* Start DATA SUPPLIED *

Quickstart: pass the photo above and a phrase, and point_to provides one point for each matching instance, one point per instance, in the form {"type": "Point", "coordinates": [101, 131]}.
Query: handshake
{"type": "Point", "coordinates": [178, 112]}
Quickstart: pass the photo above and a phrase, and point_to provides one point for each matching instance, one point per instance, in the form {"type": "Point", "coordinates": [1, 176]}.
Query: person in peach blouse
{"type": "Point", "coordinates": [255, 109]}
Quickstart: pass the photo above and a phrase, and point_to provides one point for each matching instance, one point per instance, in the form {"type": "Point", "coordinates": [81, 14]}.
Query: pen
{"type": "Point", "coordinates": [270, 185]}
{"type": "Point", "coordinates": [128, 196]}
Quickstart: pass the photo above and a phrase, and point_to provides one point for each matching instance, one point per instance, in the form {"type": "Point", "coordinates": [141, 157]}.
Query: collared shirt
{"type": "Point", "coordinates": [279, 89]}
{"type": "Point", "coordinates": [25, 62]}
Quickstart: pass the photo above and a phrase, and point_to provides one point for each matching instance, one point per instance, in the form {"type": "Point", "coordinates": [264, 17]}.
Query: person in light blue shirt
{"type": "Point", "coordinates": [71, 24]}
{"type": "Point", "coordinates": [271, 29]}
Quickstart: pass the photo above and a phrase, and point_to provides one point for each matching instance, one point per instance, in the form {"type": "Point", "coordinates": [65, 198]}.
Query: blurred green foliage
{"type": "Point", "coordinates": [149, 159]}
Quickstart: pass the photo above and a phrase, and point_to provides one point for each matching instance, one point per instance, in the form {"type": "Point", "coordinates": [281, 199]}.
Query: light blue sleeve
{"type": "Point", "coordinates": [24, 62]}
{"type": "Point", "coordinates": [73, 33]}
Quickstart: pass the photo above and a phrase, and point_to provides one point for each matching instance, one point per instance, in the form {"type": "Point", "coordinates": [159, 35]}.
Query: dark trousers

* End DATA SUPPLIED *

# [THE TASK]
Restate the listing in full, word for word.

# [RESPONSE TO THIS EXERCISE]
Quickstart: pass the photo above and a phrase, and point_to provides one point for each matching instance, one point per instance, in the form {"type": "Point", "coordinates": [101, 131]}.
Query: handshake
{"type": "Point", "coordinates": [178, 112]}
Quickstart: pass the photo above and a phrase, and point_to provides one point for each matching instance, one point per instance, in the form {"type": "Point", "coordinates": [1, 176]}.
Query: person in peach blouse
{"type": "Point", "coordinates": [255, 109]}
Quickstart: pass the photo above and a phrase, and point_to provides one point for each matching instance, one point per instance, in the form {"type": "Point", "coordinates": [81, 14]}.
Query: pen
{"type": "Point", "coordinates": [270, 185]}
{"type": "Point", "coordinates": [128, 196]}
Quickstart: pass the photo above and a phrase, and point_to provides one point for each matching instance, one point per instance, in the form {"type": "Point", "coordinates": [141, 157]}.
Query: collared shirt
{"type": "Point", "coordinates": [279, 89]}
{"type": "Point", "coordinates": [25, 62]}
Quickstart: pass the photo above and a phrase, and point_to provides one point for each matching instance, one point per instance, in the form {"type": "Point", "coordinates": [264, 17]}.
Query: person in light blue shirt
{"type": "Point", "coordinates": [71, 24]}
{"type": "Point", "coordinates": [271, 29]}
Quickstart: pass the photo above and a phrase, and point_to provides one point for each matching instance, one point per instance, in the form {"type": "Point", "coordinates": [65, 198]}.
Query: blurred green foliage
{"type": "Point", "coordinates": [149, 159]}
Quickstart: pass the photo above and a phrase, and point_to provides one point for each matching instance, one point per instance, in the form {"type": "Point", "coordinates": [281, 199]}.
Query: light blue sleeve
{"type": "Point", "coordinates": [24, 62]}
{"type": "Point", "coordinates": [73, 33]}
Quickstart: pass the photo above and a phrase, and point_to provides one point for each matching instance, one point per instance, in the form {"type": "Point", "coordinates": [159, 35]}.
Query: dark trousers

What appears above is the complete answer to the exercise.